**** SUPPLIED MATERIAL

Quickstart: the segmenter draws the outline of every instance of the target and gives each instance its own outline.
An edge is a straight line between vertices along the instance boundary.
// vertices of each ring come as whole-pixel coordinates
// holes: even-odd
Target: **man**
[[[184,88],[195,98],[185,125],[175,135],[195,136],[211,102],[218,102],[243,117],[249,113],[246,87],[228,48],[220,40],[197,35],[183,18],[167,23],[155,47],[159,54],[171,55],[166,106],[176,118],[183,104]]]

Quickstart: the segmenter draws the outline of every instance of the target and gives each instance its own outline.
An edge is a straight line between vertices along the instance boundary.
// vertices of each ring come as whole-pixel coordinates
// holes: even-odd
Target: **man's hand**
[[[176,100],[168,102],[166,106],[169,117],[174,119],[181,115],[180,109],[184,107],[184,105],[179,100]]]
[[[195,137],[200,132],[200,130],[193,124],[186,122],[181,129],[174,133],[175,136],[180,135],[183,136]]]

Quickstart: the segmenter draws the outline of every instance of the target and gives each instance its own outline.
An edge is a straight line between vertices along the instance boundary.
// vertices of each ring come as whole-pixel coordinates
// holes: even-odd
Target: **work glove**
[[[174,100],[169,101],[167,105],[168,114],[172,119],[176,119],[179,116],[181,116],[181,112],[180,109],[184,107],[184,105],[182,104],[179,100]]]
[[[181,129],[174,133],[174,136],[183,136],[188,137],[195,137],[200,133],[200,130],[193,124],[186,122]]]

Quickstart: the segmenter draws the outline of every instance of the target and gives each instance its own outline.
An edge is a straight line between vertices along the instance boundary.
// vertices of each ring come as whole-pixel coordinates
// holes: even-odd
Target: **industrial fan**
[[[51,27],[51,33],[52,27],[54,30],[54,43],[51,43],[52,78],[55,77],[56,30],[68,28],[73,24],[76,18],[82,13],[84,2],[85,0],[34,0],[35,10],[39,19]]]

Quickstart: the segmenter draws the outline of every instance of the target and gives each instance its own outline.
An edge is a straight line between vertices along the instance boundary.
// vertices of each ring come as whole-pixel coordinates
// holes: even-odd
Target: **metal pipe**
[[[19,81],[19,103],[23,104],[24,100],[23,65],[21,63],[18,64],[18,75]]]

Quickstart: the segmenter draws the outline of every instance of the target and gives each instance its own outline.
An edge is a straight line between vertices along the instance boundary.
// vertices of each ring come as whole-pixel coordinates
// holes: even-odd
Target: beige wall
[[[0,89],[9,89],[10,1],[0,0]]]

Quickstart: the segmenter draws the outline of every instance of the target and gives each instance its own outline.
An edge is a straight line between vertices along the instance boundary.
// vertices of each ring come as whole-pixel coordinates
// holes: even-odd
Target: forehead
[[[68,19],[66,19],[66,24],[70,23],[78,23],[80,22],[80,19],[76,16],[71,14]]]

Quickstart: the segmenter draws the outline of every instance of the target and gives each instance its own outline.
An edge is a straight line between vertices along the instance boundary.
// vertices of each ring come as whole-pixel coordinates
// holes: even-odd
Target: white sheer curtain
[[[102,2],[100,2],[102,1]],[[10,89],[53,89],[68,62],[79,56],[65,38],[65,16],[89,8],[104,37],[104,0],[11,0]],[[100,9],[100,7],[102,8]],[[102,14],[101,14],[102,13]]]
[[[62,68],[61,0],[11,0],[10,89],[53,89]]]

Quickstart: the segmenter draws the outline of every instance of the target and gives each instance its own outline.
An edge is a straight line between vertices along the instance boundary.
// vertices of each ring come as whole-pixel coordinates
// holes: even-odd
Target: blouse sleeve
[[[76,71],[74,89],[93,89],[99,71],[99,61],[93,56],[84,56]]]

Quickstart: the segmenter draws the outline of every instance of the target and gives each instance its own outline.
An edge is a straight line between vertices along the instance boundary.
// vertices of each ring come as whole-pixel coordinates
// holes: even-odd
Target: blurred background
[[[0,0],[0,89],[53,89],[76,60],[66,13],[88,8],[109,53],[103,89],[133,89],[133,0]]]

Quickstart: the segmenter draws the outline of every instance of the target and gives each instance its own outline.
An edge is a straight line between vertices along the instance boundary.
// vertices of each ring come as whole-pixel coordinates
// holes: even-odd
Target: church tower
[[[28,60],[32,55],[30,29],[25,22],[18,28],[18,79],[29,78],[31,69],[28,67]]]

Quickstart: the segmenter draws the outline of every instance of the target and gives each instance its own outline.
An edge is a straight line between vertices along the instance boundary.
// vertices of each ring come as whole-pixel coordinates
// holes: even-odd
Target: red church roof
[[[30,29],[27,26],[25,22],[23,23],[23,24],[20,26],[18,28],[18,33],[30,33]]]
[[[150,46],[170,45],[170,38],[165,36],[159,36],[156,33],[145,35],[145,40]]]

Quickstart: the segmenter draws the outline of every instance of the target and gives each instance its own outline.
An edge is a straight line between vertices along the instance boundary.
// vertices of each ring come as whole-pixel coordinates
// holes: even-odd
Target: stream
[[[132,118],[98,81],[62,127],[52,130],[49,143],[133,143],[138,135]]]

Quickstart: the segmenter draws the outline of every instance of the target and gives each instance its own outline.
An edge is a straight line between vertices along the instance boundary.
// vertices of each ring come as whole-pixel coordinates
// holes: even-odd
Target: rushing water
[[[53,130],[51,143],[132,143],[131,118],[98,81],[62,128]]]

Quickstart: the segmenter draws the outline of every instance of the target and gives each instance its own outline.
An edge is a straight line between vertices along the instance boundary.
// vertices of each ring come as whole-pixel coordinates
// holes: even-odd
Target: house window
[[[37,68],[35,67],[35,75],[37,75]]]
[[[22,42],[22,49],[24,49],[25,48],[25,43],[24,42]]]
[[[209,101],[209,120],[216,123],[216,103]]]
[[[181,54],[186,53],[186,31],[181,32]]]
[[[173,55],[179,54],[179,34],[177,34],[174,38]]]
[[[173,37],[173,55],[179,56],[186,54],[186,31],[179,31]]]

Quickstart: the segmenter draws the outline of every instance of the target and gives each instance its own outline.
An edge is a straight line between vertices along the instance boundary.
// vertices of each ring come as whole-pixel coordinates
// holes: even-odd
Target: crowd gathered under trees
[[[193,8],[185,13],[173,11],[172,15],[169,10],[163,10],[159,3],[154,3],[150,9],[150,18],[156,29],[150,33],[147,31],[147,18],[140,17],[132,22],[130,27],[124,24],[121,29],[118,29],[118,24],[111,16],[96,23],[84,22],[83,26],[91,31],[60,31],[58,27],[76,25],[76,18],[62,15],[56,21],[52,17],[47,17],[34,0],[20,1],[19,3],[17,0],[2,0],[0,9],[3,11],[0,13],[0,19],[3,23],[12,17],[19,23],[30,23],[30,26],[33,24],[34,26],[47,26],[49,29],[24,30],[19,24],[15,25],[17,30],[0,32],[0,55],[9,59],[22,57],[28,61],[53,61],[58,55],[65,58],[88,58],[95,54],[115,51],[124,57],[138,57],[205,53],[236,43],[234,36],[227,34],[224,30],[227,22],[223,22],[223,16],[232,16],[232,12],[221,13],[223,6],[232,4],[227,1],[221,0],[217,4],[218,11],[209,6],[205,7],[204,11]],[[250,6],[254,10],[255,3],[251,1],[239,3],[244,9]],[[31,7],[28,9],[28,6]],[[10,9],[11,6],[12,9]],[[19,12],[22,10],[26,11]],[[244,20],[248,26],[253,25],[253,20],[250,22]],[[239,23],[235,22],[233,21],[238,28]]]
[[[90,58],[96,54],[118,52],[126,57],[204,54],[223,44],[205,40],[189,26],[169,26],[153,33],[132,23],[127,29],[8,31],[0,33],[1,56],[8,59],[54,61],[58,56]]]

********

EXERCISE: Reproduce the lines above verbatim, beginning with the first line of the items and continuing through the line containing "Target: **man**", with both of these lines included.

FULL SOLUTION:
Quickstart: the segmenter draws the outline of every instance of the target and gives each instance its own outline.
An edge is a straight line between vertices along the instance boundary.
// vertices of each ring come as whole-pixel coordinates
// holes: even-odd
Target: **man**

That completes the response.